# Passage

Samy Ashwi (front right) at an April 30 gathering in Los Altos, where he spoke about his experience as a young Bedouin in Israel (Photo/Gabe Stutman)
Samy Ashwi (seated, left) and Matan Yaffe (addressing audience) at an April 30 gathering in Los Altos. (Photo/Gabe Stutman)

Young Bedouin’s visit to Bay Area shows what this Israeli NGO can do

Samy Ashwi looks like a typical Israeli millennial. He wears a closely cropped beard, has thick brown eyebrows and wears fitted, European-cut clothes. At an April 30 fundraising event, he mingled comfortably over wine and cheese with fellow Israelis at a sprawling, modern estate in Los Altos Hills.

But Ashwi’s journey has been anything but typical.

Rather, it’s been aided by an ambitious Israeli nonprofit seeking to address one of Israel’s great challenges: chronic poverty, disenfranchisement and high unemployment rates in the Negev Bedouin community — and the discrimination that flourishes as a result.

Ashwi, 21, is from Rahat, the largest Bedouin city in the Negev, with a population of about 66,000. His father, one of 31 siblings, died when Ashwi was young, and his mother died recently, making him the custodian of three younger siblings.

# Entries shown
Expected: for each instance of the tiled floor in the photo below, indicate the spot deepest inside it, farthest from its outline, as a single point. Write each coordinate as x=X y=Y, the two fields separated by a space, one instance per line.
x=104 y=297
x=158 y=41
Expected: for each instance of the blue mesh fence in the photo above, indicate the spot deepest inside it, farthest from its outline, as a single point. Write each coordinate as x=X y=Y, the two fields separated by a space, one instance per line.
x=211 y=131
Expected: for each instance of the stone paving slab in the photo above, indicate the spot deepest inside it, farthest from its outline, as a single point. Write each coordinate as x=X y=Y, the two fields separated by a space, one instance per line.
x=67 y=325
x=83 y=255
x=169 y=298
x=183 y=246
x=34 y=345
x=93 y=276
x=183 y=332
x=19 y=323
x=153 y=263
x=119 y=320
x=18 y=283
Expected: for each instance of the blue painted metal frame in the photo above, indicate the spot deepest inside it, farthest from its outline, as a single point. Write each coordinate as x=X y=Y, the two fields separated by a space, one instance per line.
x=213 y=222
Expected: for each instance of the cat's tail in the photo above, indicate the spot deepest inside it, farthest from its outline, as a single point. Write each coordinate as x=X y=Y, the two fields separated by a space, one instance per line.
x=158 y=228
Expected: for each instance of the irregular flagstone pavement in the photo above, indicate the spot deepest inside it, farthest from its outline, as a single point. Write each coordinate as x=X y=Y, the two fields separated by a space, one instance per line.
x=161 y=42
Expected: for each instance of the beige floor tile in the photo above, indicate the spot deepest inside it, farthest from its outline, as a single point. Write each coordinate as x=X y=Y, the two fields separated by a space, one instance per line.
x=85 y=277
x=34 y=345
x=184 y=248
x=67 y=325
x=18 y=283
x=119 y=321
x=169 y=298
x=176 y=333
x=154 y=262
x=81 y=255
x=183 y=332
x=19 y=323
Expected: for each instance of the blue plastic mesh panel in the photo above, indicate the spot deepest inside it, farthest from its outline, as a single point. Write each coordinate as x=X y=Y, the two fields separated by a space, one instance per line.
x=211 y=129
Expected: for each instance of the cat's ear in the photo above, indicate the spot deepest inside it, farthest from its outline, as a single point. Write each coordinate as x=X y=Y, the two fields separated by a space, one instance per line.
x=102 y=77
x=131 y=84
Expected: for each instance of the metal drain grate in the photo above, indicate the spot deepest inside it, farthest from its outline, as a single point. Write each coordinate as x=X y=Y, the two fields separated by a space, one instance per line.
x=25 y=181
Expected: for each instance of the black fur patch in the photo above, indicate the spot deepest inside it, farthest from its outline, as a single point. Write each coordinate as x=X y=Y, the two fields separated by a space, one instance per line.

# What is asked
(1) Answer these questions using the article about Samy Ashwi:
(a) How old is Ashwi?
(b) Which city in the Negev is Ashwi from, and what is its approximate population?
(c) His father was one of how many siblings?
(2) List every person named in the article about Samy Ashwi, including its photo captions.
(3) Extend the article about Samy Ashwi, continuing from its last sentence.
The data has no connection to the article about Samy Ashwi.

# Task answers
(1)
(a) Ashwi is 21.
(b) He is from Rahat, which has a population of about 66,000.
(c) His father was one of 31 siblings.

(2) Samy Ashwi, Matan Yaffe, Gabe Stutman

(3)
Ashwi works as a staffer for Rahat’s mayor, and has ambitions for holding political office himself (indeed, his ability to captivate a roomful of machers bodes well for a political future). He attributes his life trajectory, in part, to Desert Stars — a nongovernmental program in Israel aimed largely at Bedouin young people ages 17 to 23.

“I wanted to develop myself,” Ashwi said of his decision to join Desert Stars, which saw him tackle group leadership challenges like a trek to the top of Mount Hermon in the Golan Heights. He also met fellow members of what he called the “Israeli community” — namely secular Jews, religious Jews (haredim), Druze and even Bedouins from other tribes — that he would never have met otherwise.

“You learn about who you are when you spend time with people who are different from you,” he said.

Desert Stars was founded six years ago by Matan Yaffe, 34, a former officer in the Israel Defense Forces, outdoorsman and fifth-generation Zionist, and Muhammad Al-Nabari, a Bedouin community leader.

What began as a leadership training program for adolescent Bedouin boys has since blossomed into a network of educational programs for young Bedouin, including a 200-student high school, certified and supported by the Israeli government, about 20 miles northeast of Beersheva.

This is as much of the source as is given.